* **Actions demandées**
1. Selon l'extrait sur les Comités Culturels, pourquoi les Comités de spectateurs ont-ils laissé place aux Comités Culturels ? Répondez en une à trois phrases.
2. Rédigez la suite de l'extrait sur les Comités Culturels après sa dernière ligne, la question « Comment fonctionne un Comité? ».

* **Extrait du document**
--------------------------------------------------

Les Comités Culturels, lieux de participation citoyenne

Lors du festival Filmer à tout prix, le GSARA a initié, en collaboration avec les Comités Culturels, le projet de créer, former et encadrer un Jury citoyen. Ce dernier a décerné le Prix du “Regard bruxellois” au premier long métrage belge de son choix : Zone Zéro de Farzad Mouloudi.

Encourager la participation culturelle de tous passe par la mise à disposition de lieux permettant à chacun de créer, de partager et de confronter sa vision de la culture. Différents lieux existent à Bruxelles dont les Comités Culturels des CPAS. Penchons-nous sur celui de la commune d’Uccle avec son groupe de citoyens se réunissant tous les deux mois. Entretien avec Iris Marano, médiatrice culturelle et Etienne Jacquemin, coordinateur au CPAS d’Uccle.

Qu’est-ce qu’un Comité Culturel?

Iris : Lors de leur création, les Comités apparaissaient sous le nom de Comité de spectateurs. Les membres se réunissaient une fois par mois pour proposer et voter des activités culturelles à réaliser en groupe. Par la suite, une remise en question s’est faite autour de l’essence même des Comités : existent-ils en tant que spectateurs ou agissent-ils comme des activateurs culturels? Se limitent-ils à proposer des sorties ou peuvent-ils inviter au débat?

Il est important de signaler que les Comités Culturels dépendent des CPAS et qu’ils s’adressent aux personnes bénéficiaires du revenu d’intégration sociale. Chaque commune bruxelloise dispose d’un CPAS avec notamment une Cellule culture, qui est chargée de la promotion culturelle. Toutefois, seuls trois CPAS -Saint-Gilles, Ixelles et Uccle- ont formé au sein de leur cellule, un Comité Culturel. Ce projet a été mis sur pied avec le soutien de l’asbl Article 27, qui “se donne pour mission de sensibiliser, de faciliter la participation culturelle pour toute personne vivant une situation sociale et/ou économique difficile”.

Etienne : Le questionnement portait sur la nature même des Comités : encouragent-ils uniquement la démocratisation de la culture, à savoir son accès pour tous, ou également la démocratie culturelle, c’est-à-dire favoriser sa participation active? Les Comités Culturels se sont, dès lors, formés à partir du constat que les Comités de spectateurs ne se limitaient pas à la proposition d’un agenda culturel, ils portent également une réflexion critique sur la vie culturelle. Le Comité représente une porte d’entrée pour contribuer à la culture bruxelloise, ainsi qu’à la participation culturelle et citoyenne.

Yvan Leiva

Yvan Leiva

Comment fonctionne un Comité?

--------------------------------------------------

* **Lignes enregistrées**
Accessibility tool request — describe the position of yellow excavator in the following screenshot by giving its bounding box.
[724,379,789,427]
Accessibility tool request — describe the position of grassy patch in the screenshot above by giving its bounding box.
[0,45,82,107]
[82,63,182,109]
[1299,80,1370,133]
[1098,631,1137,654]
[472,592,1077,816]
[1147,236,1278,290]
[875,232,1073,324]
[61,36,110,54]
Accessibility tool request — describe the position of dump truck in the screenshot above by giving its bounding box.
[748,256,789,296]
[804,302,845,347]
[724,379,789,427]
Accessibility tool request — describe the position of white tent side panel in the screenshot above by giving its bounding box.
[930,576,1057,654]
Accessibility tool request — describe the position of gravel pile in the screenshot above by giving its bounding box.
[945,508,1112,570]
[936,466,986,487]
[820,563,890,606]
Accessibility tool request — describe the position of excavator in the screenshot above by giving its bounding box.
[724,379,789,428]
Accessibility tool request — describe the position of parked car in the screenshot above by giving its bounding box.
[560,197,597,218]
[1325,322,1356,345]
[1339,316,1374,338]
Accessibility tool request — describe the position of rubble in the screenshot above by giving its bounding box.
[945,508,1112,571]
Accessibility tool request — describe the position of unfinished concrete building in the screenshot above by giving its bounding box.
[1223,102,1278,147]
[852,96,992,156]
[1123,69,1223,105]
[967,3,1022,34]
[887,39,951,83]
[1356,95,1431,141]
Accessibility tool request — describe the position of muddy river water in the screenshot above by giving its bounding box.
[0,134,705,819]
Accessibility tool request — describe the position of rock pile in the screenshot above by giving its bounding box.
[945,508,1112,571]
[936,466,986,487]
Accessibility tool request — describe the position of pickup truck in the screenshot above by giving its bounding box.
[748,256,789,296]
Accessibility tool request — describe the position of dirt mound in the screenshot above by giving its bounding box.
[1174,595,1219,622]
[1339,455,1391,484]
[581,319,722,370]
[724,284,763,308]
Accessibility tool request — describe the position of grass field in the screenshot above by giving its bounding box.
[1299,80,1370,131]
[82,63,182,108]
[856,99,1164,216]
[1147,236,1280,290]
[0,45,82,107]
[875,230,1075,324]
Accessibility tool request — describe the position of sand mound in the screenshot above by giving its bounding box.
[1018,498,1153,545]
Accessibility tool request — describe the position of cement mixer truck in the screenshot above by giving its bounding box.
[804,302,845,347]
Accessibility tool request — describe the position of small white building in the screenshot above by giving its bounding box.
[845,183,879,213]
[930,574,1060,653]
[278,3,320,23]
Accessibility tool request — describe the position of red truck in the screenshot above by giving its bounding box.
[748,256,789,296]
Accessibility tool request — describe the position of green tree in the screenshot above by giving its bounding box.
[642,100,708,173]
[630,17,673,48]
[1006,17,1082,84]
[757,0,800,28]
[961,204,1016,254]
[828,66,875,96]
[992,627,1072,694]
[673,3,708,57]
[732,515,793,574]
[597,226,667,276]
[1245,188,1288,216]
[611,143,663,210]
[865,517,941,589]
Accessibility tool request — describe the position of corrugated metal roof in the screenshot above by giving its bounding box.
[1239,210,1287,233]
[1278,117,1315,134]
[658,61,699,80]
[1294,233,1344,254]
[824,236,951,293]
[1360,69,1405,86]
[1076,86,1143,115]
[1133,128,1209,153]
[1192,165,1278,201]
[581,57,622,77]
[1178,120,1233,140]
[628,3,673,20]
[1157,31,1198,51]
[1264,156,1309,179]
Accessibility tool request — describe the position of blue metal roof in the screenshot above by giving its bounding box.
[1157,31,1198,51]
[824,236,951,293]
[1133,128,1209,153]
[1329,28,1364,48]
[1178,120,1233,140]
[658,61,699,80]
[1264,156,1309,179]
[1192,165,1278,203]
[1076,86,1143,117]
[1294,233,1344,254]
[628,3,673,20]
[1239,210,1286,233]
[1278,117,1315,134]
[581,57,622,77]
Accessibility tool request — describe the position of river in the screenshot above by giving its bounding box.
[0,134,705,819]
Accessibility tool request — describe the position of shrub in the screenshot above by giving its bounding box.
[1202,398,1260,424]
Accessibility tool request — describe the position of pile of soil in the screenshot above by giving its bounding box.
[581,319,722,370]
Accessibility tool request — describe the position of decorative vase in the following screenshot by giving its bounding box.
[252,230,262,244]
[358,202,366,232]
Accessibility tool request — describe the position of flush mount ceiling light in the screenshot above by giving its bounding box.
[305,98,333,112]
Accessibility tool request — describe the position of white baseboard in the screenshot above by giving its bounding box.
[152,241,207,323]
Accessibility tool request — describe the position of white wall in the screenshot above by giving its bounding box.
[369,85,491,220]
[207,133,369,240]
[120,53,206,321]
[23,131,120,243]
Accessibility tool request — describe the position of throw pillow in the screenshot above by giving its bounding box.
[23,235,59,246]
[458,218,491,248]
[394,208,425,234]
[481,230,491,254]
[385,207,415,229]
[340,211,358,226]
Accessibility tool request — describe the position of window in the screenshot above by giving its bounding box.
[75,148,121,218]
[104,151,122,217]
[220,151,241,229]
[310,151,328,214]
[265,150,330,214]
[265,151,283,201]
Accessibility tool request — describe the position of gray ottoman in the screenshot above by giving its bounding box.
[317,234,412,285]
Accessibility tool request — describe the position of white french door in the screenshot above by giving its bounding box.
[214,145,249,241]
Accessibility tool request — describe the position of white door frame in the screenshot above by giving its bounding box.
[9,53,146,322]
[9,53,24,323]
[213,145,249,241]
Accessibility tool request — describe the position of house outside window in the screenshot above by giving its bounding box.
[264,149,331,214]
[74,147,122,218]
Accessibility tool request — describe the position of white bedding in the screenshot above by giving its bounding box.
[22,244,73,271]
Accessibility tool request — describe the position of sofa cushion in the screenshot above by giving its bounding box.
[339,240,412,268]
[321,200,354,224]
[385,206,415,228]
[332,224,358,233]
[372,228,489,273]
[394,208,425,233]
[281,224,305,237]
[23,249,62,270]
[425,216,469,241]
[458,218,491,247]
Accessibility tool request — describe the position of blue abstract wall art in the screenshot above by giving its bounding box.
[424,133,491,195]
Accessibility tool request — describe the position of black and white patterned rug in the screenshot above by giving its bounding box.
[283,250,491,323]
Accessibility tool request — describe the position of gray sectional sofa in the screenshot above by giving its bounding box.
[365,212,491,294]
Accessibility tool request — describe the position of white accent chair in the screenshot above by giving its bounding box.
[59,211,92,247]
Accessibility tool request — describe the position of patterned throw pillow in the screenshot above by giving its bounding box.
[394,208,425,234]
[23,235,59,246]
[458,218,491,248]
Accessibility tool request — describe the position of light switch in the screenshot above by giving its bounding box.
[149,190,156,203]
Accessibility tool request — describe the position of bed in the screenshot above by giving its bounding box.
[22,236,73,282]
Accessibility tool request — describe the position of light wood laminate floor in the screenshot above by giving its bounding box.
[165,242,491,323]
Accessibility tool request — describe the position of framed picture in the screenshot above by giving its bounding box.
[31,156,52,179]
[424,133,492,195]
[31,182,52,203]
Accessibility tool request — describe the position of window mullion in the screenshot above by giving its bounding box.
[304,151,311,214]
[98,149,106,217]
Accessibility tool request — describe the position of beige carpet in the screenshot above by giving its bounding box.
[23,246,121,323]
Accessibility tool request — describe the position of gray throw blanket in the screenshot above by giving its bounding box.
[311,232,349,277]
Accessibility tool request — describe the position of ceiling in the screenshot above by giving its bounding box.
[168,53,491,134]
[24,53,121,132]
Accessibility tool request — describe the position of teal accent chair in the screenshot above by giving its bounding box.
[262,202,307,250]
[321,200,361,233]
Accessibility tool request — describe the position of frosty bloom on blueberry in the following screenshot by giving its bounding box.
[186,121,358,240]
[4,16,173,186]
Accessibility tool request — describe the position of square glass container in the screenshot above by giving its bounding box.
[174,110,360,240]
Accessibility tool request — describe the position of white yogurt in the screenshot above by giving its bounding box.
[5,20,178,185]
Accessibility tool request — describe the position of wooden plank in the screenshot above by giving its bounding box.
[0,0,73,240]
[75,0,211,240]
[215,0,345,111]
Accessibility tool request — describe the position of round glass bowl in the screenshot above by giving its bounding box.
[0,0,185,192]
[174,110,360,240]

--------------------------------------------------

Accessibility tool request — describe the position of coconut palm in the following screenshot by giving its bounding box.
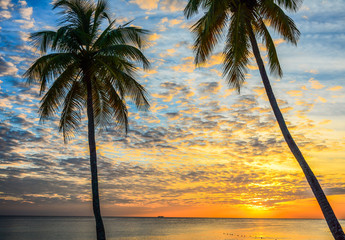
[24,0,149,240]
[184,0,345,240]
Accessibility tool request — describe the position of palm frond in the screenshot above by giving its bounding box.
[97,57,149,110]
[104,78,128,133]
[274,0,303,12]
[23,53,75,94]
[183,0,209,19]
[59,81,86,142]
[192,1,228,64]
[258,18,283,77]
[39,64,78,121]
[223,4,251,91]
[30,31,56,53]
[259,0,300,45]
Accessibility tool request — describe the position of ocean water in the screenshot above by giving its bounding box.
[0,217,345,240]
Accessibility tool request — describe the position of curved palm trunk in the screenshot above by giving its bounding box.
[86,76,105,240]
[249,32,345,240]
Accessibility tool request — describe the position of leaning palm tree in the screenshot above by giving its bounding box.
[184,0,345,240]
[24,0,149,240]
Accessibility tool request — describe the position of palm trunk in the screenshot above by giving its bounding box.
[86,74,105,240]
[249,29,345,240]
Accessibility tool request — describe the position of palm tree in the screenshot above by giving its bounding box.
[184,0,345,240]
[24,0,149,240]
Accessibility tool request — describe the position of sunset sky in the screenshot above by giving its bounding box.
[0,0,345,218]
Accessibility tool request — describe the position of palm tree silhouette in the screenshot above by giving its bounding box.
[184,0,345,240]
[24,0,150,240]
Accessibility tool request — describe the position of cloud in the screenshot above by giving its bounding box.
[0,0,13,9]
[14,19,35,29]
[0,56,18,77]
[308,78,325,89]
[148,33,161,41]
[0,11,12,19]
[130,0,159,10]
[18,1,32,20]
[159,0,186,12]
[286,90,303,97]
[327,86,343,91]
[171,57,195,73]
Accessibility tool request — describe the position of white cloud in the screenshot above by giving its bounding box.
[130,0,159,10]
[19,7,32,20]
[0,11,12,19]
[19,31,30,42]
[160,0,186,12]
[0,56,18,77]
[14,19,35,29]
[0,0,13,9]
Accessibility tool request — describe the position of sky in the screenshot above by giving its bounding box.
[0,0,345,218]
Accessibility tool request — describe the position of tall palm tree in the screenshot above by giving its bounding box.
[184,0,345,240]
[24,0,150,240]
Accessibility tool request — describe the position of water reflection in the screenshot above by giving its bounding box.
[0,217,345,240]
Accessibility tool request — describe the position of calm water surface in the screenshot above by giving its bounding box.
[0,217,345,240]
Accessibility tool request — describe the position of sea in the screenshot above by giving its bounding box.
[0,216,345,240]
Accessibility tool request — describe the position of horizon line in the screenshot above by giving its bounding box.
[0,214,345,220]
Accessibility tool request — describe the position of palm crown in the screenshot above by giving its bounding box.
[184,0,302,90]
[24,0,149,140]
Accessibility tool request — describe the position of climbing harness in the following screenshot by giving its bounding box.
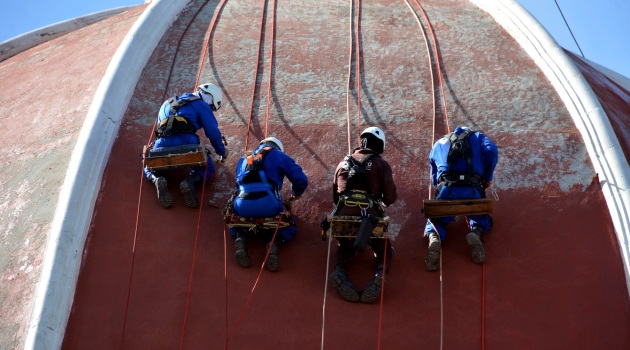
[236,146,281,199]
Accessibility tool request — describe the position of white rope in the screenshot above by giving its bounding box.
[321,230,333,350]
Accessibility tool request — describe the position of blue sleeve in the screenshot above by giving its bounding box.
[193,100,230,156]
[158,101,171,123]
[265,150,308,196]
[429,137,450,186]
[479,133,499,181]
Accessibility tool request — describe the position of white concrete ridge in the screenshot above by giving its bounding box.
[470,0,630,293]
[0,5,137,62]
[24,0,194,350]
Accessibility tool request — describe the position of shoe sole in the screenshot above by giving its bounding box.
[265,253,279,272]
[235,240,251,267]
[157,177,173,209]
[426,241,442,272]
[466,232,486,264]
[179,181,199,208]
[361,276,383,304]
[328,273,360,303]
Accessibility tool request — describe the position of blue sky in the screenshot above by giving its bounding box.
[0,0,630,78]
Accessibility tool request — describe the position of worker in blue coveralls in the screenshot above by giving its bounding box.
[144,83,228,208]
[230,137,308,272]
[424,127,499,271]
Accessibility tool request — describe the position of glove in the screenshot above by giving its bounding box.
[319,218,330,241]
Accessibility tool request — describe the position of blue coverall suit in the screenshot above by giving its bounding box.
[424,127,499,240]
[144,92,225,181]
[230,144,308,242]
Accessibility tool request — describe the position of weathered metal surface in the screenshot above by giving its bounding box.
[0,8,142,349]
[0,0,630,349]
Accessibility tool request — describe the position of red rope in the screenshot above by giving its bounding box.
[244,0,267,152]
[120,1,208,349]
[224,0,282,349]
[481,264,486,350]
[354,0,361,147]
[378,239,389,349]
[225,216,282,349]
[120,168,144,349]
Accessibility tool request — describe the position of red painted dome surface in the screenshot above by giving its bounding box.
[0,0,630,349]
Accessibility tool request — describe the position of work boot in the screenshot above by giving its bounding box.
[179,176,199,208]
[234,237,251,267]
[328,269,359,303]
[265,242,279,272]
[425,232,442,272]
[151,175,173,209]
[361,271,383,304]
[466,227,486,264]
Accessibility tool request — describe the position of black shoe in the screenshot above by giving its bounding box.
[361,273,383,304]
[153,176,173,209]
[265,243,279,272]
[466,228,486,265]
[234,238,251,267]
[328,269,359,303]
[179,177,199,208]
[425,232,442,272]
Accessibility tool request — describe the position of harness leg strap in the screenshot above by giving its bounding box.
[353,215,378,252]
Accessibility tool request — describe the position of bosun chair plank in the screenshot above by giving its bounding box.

--------------------------------------------------

* **Les réponses**
1. Les Comités Culturels sont nés d'un constat : les Comités de spectateurs ne se limitaient pas à proposer un agenda culturel, ils menaient aussi une réflexion critique sur la vie culturelle. Ce changement fait suite à une remise en question de leur nature. Fallait-il seulement démocratiser l'accès à la culture, ou aussi encourager la participation active de chacun ?

2.
Iris : Je vais uniquement parler du Comité Culturel d’Uccle, car chaque Comité fonctionne à sa manière. Comme à l’époque des Comités de spectateurs, nous nous rejoignons pour proposer et discuter des activités culturelles auxquelles chacun souhaite participer. Nous essayons désormais de nous réunir dans un lieu culturel afin de finir la rencontre par une visite amenant au débat. Une fois l’agenda voté, il est envoyé à toute personne inscrite au CPAS de la commune concernée. Il informe des prochaines sorties ainsi que du lieu et de la date de la prochaine réunion du comité.

Un de nos souhaits principaux est d’offrir une mixité maximale au sein des Comités. Nous avons l’opportunité au CPAS d’avoir une grande diversité dans notre public, vu que les services proposés sont nombreux et variés. De plus, même si nous nous adressons principalement à nos membres, nous ne refusons personne sous prétexte qu’il n’est plus inscrit chez nous. Parce qu’il faut le rappeler, les CPAS sont un lieu de passage où les personnes n’y restent que pendant une période limitée, comme c’est par exemple le cas des étudiants.

La participation à un Comité est donc libre et volontaire, et chacun décide de la manière dont il souhaite exercer ses droits culturels. Un Comité ne pourrait d’ailleurs exister sans l’implication de ses membres. Un autre avantage des Comités tient également au fait que les participants décident eux-mêmes de l’utilisation des subsides, ce qui est assez rare dans notre système.

Le fonctionnement des Comités Culturels apporte donc une sorte de reconnaissance aux participants?

Etienne : Non, mais ils jouent ce rôle. Un des gros problèmes aujourd’hui est que la citoyenneté ne se manifeste plus que par son existence professionnelle, c’est-à-dire à travers les études ou le travail.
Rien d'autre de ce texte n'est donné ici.